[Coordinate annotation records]

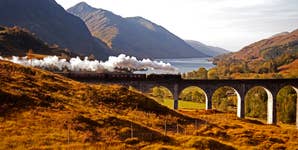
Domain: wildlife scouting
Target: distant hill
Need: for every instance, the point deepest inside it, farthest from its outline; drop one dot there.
(208, 50)
(50, 22)
(133, 36)
(272, 55)
(16, 41)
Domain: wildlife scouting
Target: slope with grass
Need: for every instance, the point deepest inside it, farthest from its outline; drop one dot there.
(39, 109)
(17, 42)
(52, 24)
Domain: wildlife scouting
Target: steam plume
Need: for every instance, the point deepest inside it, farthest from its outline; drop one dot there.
(121, 62)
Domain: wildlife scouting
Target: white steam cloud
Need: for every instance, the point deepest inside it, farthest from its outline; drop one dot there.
(122, 62)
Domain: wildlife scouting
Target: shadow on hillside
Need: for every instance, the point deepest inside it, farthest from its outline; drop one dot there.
(252, 121)
(124, 129)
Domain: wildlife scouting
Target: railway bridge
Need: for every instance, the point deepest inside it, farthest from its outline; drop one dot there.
(175, 84)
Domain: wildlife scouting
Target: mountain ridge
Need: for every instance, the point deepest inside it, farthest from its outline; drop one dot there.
(133, 35)
(50, 22)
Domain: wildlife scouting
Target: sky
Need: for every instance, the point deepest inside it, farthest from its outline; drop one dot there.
(230, 24)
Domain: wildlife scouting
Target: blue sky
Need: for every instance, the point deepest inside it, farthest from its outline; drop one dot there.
(230, 24)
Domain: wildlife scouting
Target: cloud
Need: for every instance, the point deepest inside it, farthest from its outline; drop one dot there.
(113, 64)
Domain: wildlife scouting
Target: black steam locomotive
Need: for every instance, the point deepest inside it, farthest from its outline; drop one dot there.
(122, 76)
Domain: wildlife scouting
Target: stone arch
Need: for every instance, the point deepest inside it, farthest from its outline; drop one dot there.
(197, 87)
(238, 96)
(296, 101)
(271, 103)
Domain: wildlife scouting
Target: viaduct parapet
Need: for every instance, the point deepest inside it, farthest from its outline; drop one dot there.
(176, 85)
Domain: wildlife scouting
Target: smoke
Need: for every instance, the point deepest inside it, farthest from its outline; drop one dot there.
(113, 64)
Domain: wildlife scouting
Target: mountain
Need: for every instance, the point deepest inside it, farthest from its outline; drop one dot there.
(50, 22)
(133, 36)
(41, 110)
(274, 56)
(17, 41)
(208, 50)
(270, 47)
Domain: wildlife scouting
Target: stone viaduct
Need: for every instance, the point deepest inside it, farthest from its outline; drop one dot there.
(177, 85)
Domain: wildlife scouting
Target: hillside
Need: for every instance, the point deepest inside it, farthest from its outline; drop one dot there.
(208, 50)
(262, 57)
(17, 42)
(52, 24)
(41, 110)
(133, 36)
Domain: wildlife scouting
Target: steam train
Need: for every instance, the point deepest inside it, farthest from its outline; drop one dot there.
(122, 76)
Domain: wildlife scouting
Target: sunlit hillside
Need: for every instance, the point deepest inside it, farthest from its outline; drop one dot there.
(39, 109)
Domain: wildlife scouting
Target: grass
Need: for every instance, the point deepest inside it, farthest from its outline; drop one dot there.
(41, 110)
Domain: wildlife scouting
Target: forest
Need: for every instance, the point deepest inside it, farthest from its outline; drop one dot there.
(272, 63)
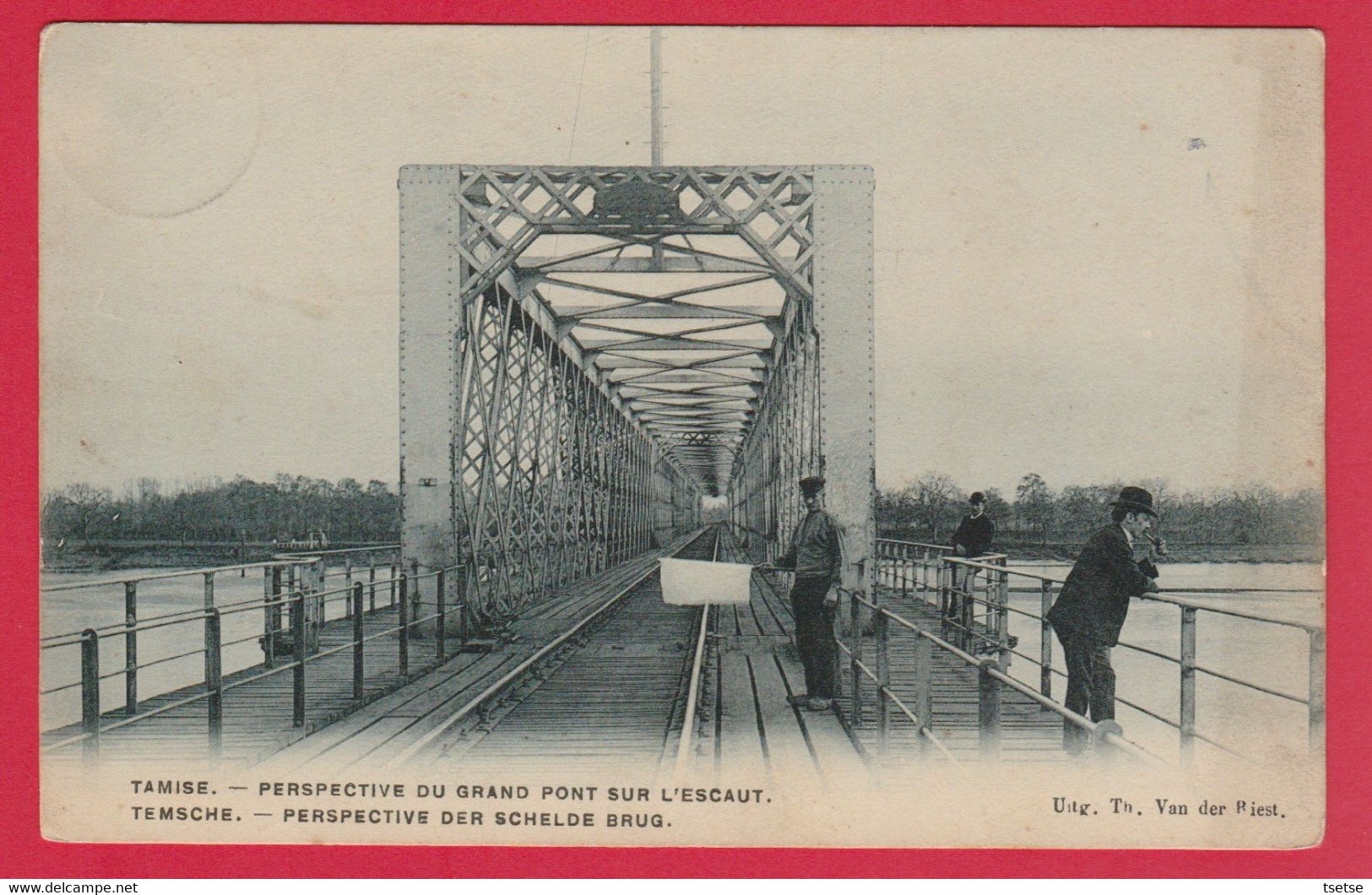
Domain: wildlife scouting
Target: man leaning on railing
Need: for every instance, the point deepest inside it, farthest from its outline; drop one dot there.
(816, 555)
(1093, 605)
(973, 537)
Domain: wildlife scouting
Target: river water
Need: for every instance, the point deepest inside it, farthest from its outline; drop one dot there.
(1258, 725)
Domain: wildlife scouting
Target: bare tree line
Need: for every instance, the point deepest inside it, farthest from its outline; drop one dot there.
(930, 507)
(213, 509)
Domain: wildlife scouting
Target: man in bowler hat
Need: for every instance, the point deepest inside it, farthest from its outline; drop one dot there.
(816, 555)
(1093, 605)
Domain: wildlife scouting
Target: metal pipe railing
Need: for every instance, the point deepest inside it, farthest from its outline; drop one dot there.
(936, 561)
(298, 601)
(991, 680)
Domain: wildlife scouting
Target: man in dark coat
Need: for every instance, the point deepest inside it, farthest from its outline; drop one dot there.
(816, 555)
(1093, 605)
(973, 537)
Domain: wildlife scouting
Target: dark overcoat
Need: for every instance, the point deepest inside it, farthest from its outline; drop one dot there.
(1095, 598)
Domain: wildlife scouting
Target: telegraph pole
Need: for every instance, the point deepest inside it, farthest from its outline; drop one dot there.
(654, 44)
(656, 51)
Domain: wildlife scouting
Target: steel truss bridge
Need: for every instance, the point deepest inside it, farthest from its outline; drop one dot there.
(588, 359)
(588, 353)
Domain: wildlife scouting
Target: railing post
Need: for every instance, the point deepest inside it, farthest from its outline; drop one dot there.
(347, 581)
(404, 622)
(358, 691)
(268, 618)
(1003, 620)
(855, 664)
(944, 596)
(320, 588)
(91, 693)
(881, 631)
(131, 647)
(417, 600)
(1189, 682)
(988, 710)
(1044, 638)
(924, 704)
(966, 605)
(1316, 725)
(441, 634)
(298, 671)
(214, 680)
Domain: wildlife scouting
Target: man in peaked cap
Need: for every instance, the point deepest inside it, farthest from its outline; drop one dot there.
(816, 555)
(1093, 605)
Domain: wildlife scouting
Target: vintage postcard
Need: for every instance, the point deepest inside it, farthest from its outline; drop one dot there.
(686, 436)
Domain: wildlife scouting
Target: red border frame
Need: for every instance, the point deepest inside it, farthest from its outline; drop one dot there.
(1349, 344)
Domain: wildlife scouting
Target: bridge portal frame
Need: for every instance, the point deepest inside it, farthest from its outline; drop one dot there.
(522, 460)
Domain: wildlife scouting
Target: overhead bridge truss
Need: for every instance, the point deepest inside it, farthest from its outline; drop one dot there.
(588, 353)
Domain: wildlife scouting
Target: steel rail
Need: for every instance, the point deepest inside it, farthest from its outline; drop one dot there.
(687, 736)
(524, 667)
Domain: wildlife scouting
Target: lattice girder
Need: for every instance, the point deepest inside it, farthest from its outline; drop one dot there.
(588, 410)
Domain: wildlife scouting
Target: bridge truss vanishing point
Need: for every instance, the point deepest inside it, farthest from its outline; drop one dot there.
(586, 353)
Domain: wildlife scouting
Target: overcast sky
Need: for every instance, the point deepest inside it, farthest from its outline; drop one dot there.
(1098, 252)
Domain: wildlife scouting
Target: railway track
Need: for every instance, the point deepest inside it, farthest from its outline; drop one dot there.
(618, 691)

▶ **WORK TO DO**: Write out the material above once more, exactly as it reads, with no pictures.

▶ **OUTPUT FOR THIS TASK**:
Domain: wildlife scouting
Target: distant hill
Need: for every instance, the point deepest inside it, farthest from its outline; drop one dot there.
(208, 50)
(50, 22)
(133, 36)
(272, 55)
(16, 41)
Domain: wildlife scouting
Target: slope with grass
Need: for every instance, the point deepest inside it, farthest from its outline; drop one dot there.
(39, 109)
(17, 42)
(52, 24)
Domain: wildlife scouting
Target: steam plume
Need: for every instance, the point deepest inside it, farthest from its outline; drop one dot there.
(121, 62)
Domain: wildlife scouting
Target: white steam cloud
Need: for every instance, the point deepest inside it, farthest from its outline; drop one dot there.
(122, 62)
Domain: wildlife scouting
Target: shadow on hillside
Need: for every instance, the point deepest inside it, farthest from its outline; drop one dot there.
(252, 121)
(124, 129)
Domain: wildlife scouting
Target: railway bridge
Need: for every instance, the point deepest inside it, farthest from its outline; drop one dot there.
(175, 84)
Domain: wildlife scouting
Target: mountain ridge
Need: for every instance, the point deepest inside it, farthest from its outline; drop one dot there.
(133, 35)
(50, 22)
Domain: wildlife scouting
Target: sky
Need: for every instance, the point deepest inside it, farthest from its outline; drop one dot there.
(230, 24)
Domain: wildlife scouting
Target: blue sky
Need: for every instance, the point deepest inside it, farthest from its outline; drop one dot there.
(230, 24)
Domain: wildlife scouting
Target: cloud
Need: for every instance, the point deepest inside it, farthest from its outline; drop one dot there.
(113, 64)
Domain: wildlife scouting
Target: black steam locomotive
Need: for every instance, the point deepest inside it, farthest from its outline; drop one dot there.
(122, 76)
Domain: wildlife scouting
Target: stone arch
Need: for every instance, the point deepest inside it, farthest from its outline; drop one dot there.
(197, 87)
(238, 96)
(296, 101)
(271, 103)
Domain: wildlife scouting
Target: viaduct parapet
Need: for every instance, the point deepest inside it, farthest from its outline; drop one dot there.
(176, 85)
Domain: wildlife scouting
Target: smoke
Need: for every instance, the point deepest inside it, farthest from its outline; drop one dot there.
(113, 64)
Domain: wildlife scouting
Target: mountain
Need: for every instance, the point deepest inside it, farthest from its outline; drop one dot there.
(50, 22)
(133, 36)
(41, 110)
(274, 56)
(17, 41)
(208, 50)
(270, 47)
Domain: wildlife scouting
Target: stone viaduct
Need: for every instance, the point deepest inside it, farthest from its outline; drop one dot there.
(177, 85)
Domain: wildlife scouting
Target: hillside
Need: for every instance, the point deepest inside it, farthest from its outline; drop one dot there.
(208, 50)
(262, 57)
(17, 42)
(52, 24)
(41, 110)
(133, 36)
Domain: wildlife scouting
Target: steam train
Need: for every instance, the point deepest inside it, farthest from its outline; drop one dot there.
(122, 76)
Domain: wildlife scouting
Target: sunlit hillside
Need: for every instance, the point deepest inside it, farthest from its outline; drop one dot there.
(39, 109)
Domain: wildlife scouting
Target: grass
Need: for every instance, the point deepest inside it, farthest from its outline; drop one dot there.
(41, 110)
Domain: wildlife scouting
Target: forest
Need: for every instance, the point deepest inside it, farthest from its outline; drop one dot there.
(272, 63)
Domain: wildlife scouting
Target: man leaning on railing
Need: for every instance, the point deepest inside it, farthest from its outline; drop one dot there.
(816, 555)
(1093, 605)
(973, 537)
Domain: wildlife scouting
Target: river water
Need: for every instance, the point deepest inside it, farthest from its outline; drop one dot there.
(1258, 725)
Domain: wildlife scouting
Target: bare tree line
Need: for every instance, the point deepest inside it, farthest from its outline; drop one dot there.
(930, 507)
(213, 509)
Domain: wildlife scouting
Target: man in bowler hat
Need: for every instance, the point deepest inside it, farthest from its outline; drop one dot there.
(816, 555)
(1093, 605)
Domain: wildlife scouting
Target: metal pipe railing
Need: for every instance, the point deepest inside it, farthest from its outline; drop one dot there.
(936, 561)
(298, 601)
(991, 680)
Domain: wildlife scouting
Target: man in dark coat
Need: for every instance, the point deepest inside it, farthest from its outline; drop one dot there.
(816, 555)
(1093, 605)
(973, 537)
Domain: wildlife scouting
Target: dark overcoat
Need: for every instance, the point deepest inside it, farthest from its outline; drop one dot there.
(1095, 598)
Domain: wildlife scouting
Target: telegraph pole
Need: for every instance, the point deepest inside it, farthest from its outline; drop one dot there.
(654, 44)
(656, 51)
Domain: wildlife scouting
Target: steel truss bridge
Need: for every instance, the point deepest inside it, farthest from its outline; drop one dot there.
(588, 359)
(588, 353)
Domain: wildlife scouting
Target: railing post
Need: for every instance, the point deepest inside it, farthest from its outline; drop one dot there.
(347, 581)
(404, 622)
(358, 691)
(268, 618)
(1003, 620)
(855, 664)
(944, 596)
(320, 588)
(91, 693)
(881, 631)
(131, 647)
(417, 600)
(1189, 682)
(988, 710)
(1044, 638)
(924, 704)
(966, 605)
(1316, 725)
(441, 634)
(298, 671)
(214, 680)
Domain: wildlife scouting
Target: man in peaked cap
Need: for every instance, the point deepest inside it, farthest from its outline; drop one dot there.
(816, 555)
(1093, 605)
Domain: wildlife scouting
Target: vintage postcard
Need: for every instance, the point deepest inside it, farthest from its outline; drop one dot there.
(686, 436)
Domain: wildlife scouting
Target: red border frame
Need: for every instance, the point deepest inside it, farthest from its outline; drop one dot there.
(1349, 344)
Domain: wildlife scouting
Target: bridge portal frame
Need: for every instance, the point deepest inside it, farthest from its outline; drop one dot there.
(522, 460)
Domain: wildlife scouting
Target: overhead bridge truss
Need: for every instance, the point deepest inside it, farthest from its outline; drop one dot there.
(588, 353)
Domain: wildlife scouting
Target: steel rail
Need: for every instance, the point deepest inside it, farthest from its outline; drop one dot there.
(687, 736)
(524, 667)
Domain: wildlife scouting
Target: lattice girder
Need: for every instance, the point deepest inside it, farthest from its outline; drop one dot there.
(588, 410)
Domain: wildlife scouting
Target: bridge truss vanishing point
Need: for every instance, the point deepest inside it, farthest from its outline; drop one dot there.
(586, 353)
Domain: wildlife scouting
Target: overcast sky
Need: for every instance, the point deepest inside it, farthest from its outline; drop one dot there.
(1098, 252)
Domain: wildlife scouting
Target: railway track
Need: for every instance, the point deepest inside it, farthest from its outline; drop one dot there.
(618, 691)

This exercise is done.